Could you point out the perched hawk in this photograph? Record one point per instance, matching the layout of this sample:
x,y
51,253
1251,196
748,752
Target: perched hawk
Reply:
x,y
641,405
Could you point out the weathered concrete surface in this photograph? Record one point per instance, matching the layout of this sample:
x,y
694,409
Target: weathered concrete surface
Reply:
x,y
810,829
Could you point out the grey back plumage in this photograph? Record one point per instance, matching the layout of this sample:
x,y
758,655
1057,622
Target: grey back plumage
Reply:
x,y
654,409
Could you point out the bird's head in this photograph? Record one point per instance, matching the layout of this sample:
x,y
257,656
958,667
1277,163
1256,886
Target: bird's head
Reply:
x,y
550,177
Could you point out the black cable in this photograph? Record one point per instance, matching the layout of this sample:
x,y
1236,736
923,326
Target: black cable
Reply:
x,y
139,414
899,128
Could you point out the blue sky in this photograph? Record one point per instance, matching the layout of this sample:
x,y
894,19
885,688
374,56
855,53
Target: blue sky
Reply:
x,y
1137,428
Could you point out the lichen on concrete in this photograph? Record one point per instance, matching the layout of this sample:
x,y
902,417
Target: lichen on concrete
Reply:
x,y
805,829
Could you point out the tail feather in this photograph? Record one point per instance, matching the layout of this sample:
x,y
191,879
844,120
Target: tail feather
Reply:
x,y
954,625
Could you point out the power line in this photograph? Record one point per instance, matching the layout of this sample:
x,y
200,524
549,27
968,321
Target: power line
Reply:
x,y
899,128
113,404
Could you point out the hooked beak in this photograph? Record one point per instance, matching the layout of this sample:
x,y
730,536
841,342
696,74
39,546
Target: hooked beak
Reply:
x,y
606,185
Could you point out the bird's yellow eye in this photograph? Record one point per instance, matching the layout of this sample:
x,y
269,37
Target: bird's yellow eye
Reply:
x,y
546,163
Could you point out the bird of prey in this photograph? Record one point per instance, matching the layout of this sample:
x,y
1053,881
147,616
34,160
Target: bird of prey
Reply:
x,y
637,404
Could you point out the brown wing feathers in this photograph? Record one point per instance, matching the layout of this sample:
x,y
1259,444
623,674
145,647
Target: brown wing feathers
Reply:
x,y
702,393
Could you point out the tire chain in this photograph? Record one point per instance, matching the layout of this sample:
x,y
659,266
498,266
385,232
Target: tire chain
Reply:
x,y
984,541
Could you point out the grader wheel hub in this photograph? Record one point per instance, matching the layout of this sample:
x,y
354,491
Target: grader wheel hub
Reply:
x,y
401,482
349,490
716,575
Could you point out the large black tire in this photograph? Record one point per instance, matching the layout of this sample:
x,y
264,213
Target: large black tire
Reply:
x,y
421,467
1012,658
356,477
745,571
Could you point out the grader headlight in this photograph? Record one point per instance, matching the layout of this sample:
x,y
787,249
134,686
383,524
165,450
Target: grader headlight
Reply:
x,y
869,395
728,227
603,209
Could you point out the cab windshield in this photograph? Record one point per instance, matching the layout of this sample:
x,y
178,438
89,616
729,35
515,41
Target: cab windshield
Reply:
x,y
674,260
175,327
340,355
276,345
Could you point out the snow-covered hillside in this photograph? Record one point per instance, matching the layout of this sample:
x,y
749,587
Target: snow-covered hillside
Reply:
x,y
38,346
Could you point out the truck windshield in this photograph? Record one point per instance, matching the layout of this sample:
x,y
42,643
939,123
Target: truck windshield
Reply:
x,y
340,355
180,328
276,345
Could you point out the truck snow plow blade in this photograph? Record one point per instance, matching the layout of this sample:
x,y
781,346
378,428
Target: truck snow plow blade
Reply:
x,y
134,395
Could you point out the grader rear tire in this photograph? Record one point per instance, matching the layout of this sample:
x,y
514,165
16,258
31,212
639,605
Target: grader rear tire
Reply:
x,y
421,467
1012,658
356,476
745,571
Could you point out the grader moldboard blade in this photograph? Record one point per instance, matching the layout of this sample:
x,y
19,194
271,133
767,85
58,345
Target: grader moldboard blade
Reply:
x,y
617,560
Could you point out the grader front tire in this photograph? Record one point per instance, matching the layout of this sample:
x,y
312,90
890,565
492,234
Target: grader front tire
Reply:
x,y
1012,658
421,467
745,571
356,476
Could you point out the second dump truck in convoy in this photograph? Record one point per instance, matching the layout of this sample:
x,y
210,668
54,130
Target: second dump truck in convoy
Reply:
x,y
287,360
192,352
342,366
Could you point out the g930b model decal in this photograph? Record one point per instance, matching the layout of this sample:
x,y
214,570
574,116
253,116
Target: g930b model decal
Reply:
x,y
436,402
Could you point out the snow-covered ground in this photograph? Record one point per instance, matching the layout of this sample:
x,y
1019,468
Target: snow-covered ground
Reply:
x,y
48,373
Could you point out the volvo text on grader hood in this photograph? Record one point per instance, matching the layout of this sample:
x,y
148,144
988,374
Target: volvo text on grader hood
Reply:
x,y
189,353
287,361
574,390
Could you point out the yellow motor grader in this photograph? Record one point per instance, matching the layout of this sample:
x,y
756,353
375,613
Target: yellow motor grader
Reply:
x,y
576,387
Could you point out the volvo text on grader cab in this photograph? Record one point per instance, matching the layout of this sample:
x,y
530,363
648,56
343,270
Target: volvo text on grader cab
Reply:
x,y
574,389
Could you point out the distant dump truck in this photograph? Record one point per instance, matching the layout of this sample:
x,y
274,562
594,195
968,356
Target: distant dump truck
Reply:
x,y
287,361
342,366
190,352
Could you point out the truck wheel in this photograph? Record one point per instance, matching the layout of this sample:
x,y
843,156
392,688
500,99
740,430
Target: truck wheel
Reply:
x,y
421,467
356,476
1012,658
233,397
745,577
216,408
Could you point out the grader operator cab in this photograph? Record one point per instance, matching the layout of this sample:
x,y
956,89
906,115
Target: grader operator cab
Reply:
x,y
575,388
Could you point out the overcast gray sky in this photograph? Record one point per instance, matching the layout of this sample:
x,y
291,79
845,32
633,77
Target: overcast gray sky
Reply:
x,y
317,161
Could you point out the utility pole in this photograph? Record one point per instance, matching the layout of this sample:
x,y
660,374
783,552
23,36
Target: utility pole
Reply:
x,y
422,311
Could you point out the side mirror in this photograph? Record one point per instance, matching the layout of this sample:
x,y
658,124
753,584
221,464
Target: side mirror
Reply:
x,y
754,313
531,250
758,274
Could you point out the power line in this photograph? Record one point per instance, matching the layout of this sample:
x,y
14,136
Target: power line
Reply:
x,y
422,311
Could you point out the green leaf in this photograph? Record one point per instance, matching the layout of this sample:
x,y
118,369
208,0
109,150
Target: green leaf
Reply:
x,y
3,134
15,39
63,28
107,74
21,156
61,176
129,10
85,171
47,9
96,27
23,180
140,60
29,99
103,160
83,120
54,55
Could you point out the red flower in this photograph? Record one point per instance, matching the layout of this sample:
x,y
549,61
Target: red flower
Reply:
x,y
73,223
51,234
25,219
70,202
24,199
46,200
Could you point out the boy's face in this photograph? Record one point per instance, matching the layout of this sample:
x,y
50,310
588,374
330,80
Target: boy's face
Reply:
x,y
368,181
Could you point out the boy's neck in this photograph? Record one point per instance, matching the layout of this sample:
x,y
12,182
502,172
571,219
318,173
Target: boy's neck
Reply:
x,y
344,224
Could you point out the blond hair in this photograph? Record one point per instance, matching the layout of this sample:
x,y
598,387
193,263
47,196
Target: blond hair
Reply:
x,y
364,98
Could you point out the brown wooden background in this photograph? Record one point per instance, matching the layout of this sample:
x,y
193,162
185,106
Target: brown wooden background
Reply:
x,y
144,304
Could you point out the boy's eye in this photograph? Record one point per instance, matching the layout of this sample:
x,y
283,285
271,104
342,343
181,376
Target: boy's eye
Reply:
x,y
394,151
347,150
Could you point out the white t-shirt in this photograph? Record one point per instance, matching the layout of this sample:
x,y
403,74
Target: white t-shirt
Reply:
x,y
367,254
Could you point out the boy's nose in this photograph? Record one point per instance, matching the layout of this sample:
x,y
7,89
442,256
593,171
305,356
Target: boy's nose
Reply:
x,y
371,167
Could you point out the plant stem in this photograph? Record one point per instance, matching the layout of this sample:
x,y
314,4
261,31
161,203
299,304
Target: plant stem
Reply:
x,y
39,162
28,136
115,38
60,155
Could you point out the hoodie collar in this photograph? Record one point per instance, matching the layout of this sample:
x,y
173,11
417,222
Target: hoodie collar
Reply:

**Aim**: Return every line from the one holding "Could you point out the boy's neck" through the end of the data, exactly as it appears, with both ends kept and nothing else.

**Solution to this exercise**:
Could you point out the boy's neck in this photograph? Record one point per instance, matching the layout of this sample:
x,y
12,182
502,172
571,219
318,173
Target: boy's neck
Reply:
x,y
344,224
Could you point out the blond hair in this photograph? Record one point per instance, matching the layout of this sample:
x,y
598,387
193,263
47,196
Target: blond hair
Reply:
x,y
364,98
Could you point out the brown wooden background in this photograph? Record one point per instance, matching the layout of this sample:
x,y
193,162
185,106
Target: brown wooden background
Reply:
x,y
144,304
Could you point out the boy's eye in this photograph? Record one point per instance, matching the layout of this sample:
x,y
283,285
271,104
342,343
181,376
Target: boy's eye
Reply:
x,y
394,151
347,150
Could you point out the white t-shirt in this photograph? Record one point per instance, matching the layout of this sample:
x,y
403,74
Target: white t-shirt
Reply:
x,y
367,254
Could you point out the boy's nose in this photograph? Record one point per instance, matching the layout of this sample:
x,y
7,89
442,256
593,171
305,356
Target: boy's nose
Reply:
x,y
371,167
Could you point out the plant stem in this photograph? Record one point per instance, matching the layout of this sample:
x,y
314,4
261,31
161,203
299,304
Target: plant stem
Reply:
x,y
39,162
28,136
115,38
60,155
Could you point out the hoodie collar in this photograph? Record one point per instance, matching the layout of this sample:
x,y
173,11
417,222
Target: hoodie collar
Reply:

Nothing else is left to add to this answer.